----- EXERCISE DATA

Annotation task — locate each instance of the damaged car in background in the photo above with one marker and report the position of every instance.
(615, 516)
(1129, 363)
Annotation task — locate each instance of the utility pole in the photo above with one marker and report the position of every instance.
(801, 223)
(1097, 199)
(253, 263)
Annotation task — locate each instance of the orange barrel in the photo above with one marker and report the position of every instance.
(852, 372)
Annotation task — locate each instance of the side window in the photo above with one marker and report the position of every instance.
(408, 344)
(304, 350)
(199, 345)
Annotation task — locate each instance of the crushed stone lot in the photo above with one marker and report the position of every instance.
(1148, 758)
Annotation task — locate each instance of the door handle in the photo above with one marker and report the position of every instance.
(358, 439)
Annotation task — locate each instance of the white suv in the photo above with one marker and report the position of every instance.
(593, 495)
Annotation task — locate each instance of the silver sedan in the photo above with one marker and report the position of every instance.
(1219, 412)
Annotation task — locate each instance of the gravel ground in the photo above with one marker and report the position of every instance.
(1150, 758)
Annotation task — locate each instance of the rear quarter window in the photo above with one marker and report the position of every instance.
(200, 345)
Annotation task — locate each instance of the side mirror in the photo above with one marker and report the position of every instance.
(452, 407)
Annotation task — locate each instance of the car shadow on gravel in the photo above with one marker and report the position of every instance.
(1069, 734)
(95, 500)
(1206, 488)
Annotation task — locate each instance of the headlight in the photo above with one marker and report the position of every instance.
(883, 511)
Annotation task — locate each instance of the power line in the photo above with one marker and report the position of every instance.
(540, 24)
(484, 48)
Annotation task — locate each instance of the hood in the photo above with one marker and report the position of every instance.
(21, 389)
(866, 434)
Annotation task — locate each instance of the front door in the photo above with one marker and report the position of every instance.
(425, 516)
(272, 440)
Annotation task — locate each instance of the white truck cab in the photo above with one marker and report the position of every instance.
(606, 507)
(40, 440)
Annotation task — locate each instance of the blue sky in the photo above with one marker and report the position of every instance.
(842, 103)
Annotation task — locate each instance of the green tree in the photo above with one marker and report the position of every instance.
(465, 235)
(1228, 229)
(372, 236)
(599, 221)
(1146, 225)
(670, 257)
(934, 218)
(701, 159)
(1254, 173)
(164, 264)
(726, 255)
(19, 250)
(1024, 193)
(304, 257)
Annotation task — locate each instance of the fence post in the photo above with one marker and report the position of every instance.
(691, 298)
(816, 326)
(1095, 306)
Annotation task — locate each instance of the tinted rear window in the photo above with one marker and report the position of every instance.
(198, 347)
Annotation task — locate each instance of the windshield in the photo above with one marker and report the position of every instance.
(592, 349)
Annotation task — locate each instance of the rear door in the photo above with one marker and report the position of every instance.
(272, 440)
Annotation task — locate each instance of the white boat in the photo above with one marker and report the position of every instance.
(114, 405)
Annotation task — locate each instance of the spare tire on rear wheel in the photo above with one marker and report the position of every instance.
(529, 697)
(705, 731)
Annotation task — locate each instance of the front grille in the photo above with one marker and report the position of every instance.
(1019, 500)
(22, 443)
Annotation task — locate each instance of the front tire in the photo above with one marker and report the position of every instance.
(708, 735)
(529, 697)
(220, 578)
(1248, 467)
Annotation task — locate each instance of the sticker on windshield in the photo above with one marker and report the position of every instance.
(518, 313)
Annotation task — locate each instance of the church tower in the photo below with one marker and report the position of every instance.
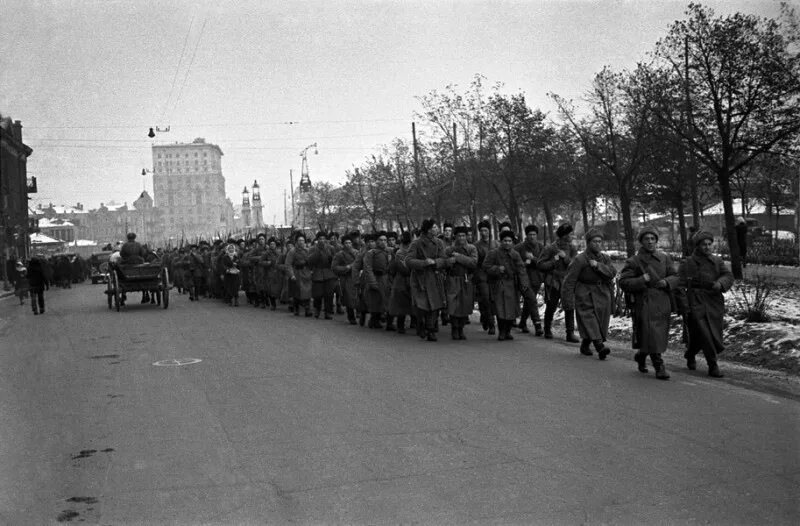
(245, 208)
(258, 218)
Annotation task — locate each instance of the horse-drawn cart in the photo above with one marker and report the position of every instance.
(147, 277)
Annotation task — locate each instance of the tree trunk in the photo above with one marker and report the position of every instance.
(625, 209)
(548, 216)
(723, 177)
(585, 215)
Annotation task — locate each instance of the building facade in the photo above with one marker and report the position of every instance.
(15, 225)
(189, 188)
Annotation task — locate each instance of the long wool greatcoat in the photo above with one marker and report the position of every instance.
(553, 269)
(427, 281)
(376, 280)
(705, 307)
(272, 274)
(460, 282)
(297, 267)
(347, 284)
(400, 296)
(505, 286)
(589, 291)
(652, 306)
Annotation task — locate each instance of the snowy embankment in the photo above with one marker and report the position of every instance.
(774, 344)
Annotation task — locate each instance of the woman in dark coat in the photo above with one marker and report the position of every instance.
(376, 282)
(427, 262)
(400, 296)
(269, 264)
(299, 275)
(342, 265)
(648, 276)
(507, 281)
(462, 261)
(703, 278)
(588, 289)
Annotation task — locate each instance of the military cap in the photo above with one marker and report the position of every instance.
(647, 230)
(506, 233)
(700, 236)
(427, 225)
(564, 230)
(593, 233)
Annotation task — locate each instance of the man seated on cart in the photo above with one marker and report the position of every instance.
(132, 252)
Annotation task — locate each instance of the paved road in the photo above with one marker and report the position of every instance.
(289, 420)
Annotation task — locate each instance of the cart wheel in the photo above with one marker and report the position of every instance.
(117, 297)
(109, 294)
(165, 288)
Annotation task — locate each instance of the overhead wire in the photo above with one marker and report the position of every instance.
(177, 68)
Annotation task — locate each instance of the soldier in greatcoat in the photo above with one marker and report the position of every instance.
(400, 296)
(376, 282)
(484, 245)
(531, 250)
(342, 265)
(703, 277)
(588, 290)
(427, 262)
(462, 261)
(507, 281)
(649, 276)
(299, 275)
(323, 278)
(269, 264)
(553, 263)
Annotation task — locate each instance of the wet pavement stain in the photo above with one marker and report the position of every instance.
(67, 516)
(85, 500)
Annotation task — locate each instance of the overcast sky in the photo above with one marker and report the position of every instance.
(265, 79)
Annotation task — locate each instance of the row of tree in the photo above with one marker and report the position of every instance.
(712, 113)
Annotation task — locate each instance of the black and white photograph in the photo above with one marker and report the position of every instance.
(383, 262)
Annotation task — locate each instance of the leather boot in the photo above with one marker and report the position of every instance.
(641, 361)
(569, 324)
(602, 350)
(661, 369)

----------
----- EXERCISE DATA

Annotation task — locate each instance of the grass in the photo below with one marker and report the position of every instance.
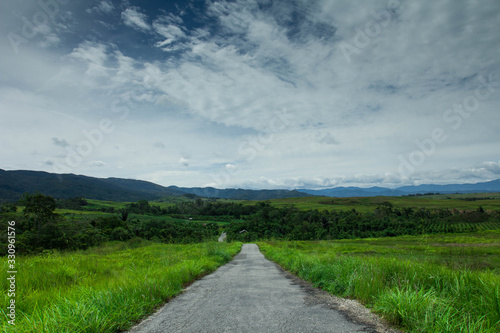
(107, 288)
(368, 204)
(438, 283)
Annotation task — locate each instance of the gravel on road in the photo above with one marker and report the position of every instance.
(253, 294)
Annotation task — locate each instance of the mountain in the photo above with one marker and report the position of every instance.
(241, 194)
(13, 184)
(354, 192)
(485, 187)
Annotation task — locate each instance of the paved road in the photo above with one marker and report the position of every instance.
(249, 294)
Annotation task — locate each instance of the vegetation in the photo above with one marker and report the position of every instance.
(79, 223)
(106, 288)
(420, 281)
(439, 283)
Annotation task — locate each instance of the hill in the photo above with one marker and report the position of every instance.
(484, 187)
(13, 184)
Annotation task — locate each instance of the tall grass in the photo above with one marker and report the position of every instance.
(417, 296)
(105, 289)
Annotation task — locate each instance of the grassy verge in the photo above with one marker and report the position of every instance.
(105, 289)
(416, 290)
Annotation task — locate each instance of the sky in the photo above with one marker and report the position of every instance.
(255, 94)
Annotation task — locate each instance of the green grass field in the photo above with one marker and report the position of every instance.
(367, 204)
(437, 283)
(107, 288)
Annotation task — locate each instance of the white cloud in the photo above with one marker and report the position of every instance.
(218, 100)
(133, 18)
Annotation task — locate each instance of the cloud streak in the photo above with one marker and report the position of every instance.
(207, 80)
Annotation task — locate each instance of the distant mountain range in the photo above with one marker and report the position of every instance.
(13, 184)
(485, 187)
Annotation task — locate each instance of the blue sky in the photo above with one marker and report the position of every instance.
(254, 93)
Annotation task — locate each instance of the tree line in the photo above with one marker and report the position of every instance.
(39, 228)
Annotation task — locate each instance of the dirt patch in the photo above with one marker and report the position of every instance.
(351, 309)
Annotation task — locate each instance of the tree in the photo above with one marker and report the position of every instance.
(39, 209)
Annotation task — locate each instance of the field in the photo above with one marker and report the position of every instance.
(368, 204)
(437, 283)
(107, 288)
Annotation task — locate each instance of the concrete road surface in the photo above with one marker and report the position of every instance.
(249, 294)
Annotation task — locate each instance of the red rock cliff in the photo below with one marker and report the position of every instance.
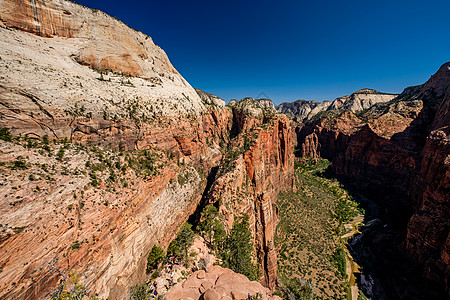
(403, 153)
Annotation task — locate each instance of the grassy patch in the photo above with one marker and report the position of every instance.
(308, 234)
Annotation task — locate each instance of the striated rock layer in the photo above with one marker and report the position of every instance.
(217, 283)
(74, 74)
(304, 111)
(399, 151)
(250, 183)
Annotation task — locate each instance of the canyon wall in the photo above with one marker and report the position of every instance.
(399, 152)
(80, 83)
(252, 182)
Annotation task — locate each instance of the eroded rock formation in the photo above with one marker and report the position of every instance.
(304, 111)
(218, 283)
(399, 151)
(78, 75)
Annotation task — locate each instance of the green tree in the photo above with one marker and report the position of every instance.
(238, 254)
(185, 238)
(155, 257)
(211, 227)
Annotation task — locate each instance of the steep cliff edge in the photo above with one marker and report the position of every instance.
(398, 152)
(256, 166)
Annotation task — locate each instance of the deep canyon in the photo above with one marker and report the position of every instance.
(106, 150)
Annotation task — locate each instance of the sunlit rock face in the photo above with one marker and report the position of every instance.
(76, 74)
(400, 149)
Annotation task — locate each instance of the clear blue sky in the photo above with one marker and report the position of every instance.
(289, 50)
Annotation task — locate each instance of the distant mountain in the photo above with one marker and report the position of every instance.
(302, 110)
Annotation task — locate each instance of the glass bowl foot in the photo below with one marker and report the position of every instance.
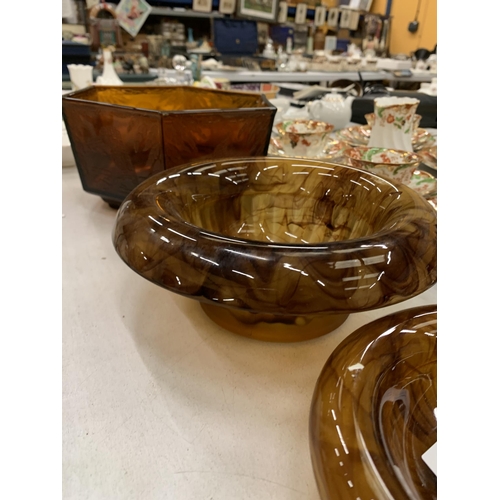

----------
----- EXERCISE DATA

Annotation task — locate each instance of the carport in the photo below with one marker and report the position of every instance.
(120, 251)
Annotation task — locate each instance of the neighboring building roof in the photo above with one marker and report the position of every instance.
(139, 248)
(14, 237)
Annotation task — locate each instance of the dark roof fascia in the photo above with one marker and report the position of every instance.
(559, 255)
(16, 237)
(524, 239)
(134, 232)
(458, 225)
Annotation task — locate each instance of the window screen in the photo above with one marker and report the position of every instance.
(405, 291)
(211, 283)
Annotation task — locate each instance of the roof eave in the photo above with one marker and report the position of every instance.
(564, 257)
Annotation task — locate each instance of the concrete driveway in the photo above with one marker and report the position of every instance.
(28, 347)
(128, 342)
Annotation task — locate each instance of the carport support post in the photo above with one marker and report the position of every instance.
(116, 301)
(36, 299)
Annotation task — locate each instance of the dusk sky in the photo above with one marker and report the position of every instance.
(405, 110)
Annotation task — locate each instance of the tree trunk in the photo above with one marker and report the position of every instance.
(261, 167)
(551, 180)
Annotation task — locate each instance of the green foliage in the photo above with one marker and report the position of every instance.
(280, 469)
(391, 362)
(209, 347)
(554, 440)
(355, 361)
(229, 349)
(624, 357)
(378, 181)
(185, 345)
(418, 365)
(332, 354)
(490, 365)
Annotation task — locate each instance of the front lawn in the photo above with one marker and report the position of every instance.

----------

§ WHAT YOU ARE ASKED TO DO
Return, unchanged, the lines of the material from the line containing "Annotation task — locate each instance of the crushed" up to and including the line containing "(1148, 758)".

§ ANSWER TO THE PROBLEM
Annotation task — locate each instance of the crushed stone lot in the photo above with one marker and report the position of every instance.
(1148, 758)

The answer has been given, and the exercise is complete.